### Text block
......
- Native name: ইউ. কে. চিং মারমা
- Died: 25 July 2014 (aged 86) Chittagong Medical College Hospital
- Cause of death: Stroke
- Allegiance: Pakistan (Before 1971) Bangladesh
- Branch: East Pakistan Rifles
- Service years: 1952 - 1982
- Conflicts: Bangladesh Liberation War
- Awards: Bir Bikrom

= UK Ching =

UK Ching (1937 - 25 July 2014) was a Bangladeshi freedom fighter, who was awarded the Bir Bikrom in 1971 for his military services in the Bangladesh Liberation War. Ching was born in 1937 into poverty in a Marma family of Chittagong Hill Tracts (now in Bangladesh) of British India. At the age of 15, Ching joined the East Pakistan Rifles, better known as the Bangladesh Rifles during the modern age (Now BGB- Border Guards Bangladesh). He served Mukti Bahini in the Bangladesh liberation war and remained an active member of the Bangladesh Rifles until 1982.

== Role in Liberation war ==
As a member of the East Pakistan Rifles, he fought in Sector 6 during Bangladesh's Liberation War. UK Ching joined the East Pakistan Rifles in 1952 at the age of 19. On 25 March 1971, he was serving as a nayek (corporal) at the Hatibandha Border Outpost (BOP) in Rangpur district. At that post, he killed one Bihari officer and two Punjabi soldiers, then joined the war effort with the remaining nine Bengali EPR soldiers stationed there.
......
### Exercise data
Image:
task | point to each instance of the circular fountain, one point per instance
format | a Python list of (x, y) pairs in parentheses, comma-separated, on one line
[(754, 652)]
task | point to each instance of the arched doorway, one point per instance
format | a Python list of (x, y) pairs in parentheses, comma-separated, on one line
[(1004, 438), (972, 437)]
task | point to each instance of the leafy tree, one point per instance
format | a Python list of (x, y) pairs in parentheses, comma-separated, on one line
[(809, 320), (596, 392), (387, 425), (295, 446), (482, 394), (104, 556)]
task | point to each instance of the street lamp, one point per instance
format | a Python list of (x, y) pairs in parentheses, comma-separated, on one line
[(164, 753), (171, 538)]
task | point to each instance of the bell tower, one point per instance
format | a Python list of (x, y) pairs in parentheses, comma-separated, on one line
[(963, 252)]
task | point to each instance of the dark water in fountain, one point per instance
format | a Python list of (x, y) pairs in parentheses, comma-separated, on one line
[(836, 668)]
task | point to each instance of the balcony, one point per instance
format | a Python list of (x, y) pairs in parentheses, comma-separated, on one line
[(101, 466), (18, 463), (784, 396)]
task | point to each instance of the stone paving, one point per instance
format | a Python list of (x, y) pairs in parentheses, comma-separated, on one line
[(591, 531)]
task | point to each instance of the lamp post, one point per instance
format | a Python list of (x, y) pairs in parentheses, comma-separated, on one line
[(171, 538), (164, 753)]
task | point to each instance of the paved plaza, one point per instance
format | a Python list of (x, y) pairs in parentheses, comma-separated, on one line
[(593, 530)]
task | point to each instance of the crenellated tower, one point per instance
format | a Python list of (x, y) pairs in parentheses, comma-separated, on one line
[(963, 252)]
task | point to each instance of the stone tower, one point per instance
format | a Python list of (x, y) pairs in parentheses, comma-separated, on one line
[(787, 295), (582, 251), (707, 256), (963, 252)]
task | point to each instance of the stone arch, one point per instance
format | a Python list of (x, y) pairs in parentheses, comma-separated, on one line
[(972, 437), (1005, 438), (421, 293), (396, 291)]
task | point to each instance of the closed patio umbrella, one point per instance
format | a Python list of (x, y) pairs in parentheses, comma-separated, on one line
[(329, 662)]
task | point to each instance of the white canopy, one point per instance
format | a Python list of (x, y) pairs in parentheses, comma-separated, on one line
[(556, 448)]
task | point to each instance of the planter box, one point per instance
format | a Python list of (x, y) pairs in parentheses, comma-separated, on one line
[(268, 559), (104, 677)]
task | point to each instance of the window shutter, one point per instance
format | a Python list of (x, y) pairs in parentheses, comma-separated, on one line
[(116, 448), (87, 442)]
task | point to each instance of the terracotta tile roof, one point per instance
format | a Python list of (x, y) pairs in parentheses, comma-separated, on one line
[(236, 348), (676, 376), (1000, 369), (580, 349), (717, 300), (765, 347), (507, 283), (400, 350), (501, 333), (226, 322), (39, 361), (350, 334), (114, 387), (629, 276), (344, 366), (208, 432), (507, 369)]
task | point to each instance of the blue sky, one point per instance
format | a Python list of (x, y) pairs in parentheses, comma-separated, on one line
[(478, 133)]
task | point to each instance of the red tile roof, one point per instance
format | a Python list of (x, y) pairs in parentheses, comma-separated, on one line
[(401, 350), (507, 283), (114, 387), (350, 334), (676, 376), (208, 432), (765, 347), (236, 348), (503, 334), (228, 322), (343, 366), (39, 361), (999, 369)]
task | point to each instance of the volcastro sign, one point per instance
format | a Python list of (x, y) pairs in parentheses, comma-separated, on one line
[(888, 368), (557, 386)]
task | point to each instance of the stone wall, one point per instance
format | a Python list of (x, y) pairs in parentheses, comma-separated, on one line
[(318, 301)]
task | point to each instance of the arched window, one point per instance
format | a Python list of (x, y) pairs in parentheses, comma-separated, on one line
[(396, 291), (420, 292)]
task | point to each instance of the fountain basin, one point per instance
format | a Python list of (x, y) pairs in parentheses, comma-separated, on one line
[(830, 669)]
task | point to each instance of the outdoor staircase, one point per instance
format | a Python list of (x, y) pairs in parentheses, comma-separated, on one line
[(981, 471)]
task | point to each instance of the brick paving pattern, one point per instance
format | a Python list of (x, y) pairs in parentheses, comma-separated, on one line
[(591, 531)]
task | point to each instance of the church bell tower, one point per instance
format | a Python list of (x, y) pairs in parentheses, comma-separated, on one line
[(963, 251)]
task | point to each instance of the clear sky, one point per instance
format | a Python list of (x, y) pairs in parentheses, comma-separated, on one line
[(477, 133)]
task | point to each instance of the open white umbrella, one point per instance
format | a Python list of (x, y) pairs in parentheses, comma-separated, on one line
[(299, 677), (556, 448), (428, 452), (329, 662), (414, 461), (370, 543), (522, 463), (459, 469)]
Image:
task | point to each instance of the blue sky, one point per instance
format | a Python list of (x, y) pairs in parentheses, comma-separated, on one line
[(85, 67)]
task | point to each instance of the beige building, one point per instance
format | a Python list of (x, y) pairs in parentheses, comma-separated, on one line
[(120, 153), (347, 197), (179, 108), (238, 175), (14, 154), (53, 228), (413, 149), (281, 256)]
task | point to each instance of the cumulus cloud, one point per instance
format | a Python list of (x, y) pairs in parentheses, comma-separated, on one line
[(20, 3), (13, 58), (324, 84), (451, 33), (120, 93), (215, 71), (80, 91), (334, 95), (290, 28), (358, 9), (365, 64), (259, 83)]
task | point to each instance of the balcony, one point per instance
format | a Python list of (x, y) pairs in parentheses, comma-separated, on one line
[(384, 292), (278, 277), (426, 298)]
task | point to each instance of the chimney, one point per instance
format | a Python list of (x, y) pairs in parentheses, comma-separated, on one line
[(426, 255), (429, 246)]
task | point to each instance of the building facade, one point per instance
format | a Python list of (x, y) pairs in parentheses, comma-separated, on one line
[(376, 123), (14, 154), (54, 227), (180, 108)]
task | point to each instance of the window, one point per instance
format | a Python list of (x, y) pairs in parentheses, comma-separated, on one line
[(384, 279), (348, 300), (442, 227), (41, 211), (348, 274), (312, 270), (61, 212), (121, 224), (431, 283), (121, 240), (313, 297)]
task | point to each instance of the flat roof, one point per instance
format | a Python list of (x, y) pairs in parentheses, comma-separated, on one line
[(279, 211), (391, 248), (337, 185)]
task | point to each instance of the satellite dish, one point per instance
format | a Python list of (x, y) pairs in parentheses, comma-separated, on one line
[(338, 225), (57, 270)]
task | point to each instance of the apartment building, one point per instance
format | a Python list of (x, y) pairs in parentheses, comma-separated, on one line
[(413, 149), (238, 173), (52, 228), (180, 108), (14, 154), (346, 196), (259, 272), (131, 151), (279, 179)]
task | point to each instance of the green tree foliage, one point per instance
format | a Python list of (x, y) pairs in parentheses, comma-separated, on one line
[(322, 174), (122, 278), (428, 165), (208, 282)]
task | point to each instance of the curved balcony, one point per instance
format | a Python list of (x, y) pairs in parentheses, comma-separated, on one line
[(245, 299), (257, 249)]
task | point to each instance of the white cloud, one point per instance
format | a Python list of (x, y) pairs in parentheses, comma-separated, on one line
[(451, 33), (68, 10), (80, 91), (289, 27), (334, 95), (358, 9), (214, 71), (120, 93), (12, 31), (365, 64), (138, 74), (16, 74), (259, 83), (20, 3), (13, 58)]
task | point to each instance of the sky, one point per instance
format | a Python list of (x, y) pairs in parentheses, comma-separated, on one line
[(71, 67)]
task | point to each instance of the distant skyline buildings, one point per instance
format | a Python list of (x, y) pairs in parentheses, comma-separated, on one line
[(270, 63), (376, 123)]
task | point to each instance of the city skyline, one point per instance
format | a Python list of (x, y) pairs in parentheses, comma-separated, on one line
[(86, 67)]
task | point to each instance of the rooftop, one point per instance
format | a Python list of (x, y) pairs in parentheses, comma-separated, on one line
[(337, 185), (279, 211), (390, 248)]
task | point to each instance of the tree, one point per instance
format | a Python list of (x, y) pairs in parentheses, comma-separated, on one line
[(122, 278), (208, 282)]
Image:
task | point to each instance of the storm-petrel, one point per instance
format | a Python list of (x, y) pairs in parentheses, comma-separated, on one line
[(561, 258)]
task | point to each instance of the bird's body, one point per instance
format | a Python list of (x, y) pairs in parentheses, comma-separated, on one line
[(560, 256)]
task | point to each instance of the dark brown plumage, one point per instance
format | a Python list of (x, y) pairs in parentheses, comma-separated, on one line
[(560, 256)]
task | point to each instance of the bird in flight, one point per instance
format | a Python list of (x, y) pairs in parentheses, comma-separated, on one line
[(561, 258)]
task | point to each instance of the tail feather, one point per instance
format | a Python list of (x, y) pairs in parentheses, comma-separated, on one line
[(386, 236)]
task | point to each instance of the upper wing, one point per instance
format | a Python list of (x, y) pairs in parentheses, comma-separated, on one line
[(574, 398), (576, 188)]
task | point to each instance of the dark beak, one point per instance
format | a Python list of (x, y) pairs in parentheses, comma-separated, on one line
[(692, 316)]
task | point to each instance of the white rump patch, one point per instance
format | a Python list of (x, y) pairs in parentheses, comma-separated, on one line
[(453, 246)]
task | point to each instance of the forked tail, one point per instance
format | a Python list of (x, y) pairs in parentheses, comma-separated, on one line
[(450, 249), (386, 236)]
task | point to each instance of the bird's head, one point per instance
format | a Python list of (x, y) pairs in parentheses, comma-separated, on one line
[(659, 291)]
......
### Task A
Translate this sentence from the UK Ching text into Spanish: "He served Mukti Bahini in the Bangladesh liberation war and remained an active member of the Bangladesh Rifles until 1982."
### Task B
Rewrite the passage of the UK Ching text that begins at the words "UK Ching (1937" and stops after "Rifles until 1982.", switching "Marma family" to "Marma household".
### Task C
Sum up the UK Ching text in two sentences.
The listing above comes from a separate source.

### Answer A
Sirvió en el Mukti Bahini durante la guerra de liberación de Bangladés y siguió siendo miembro activo de los Bangladesh Rifles hasta 1982.

### Answer B
UK Ching (1937 - 25 July 2014) was a Bangladeshi freedom fighter, who was awarded the Bir Bikrom in 1971 for his military services in the Bangladesh Liberation War. Ching was born in 1937 into poverty in a Marma household of Chittagong Hill Tracts (now in Bangladesh) of British India. At the age of 15, Ching joined the East Pakistan Rifles, better known as the Bangladesh Rifles during the modern age (Now BGB- Border Guards Bangladesh). He served Mukti Bahini in the Bangladesh liberation war and remained an active member of the Bangladesh Rifles until 1982.

### Answer C
UK Ching was a Bangladeshi freedom fighter from a Marma family of the Chittagong Hill Tracts who received the Bir Bikrom in 1971 for his service in the Bangladesh Liberation War and stayed in the Bangladesh Rifles until 1982. As a member of the East Pakistan Rifles he fought in Sector 6, and while serving as a nayek at the Hatibandha Border Outpost he killed one Bihari officer and two Punjabi soldiers before joining the war with the nine remaining Bengali EPR soldiers there.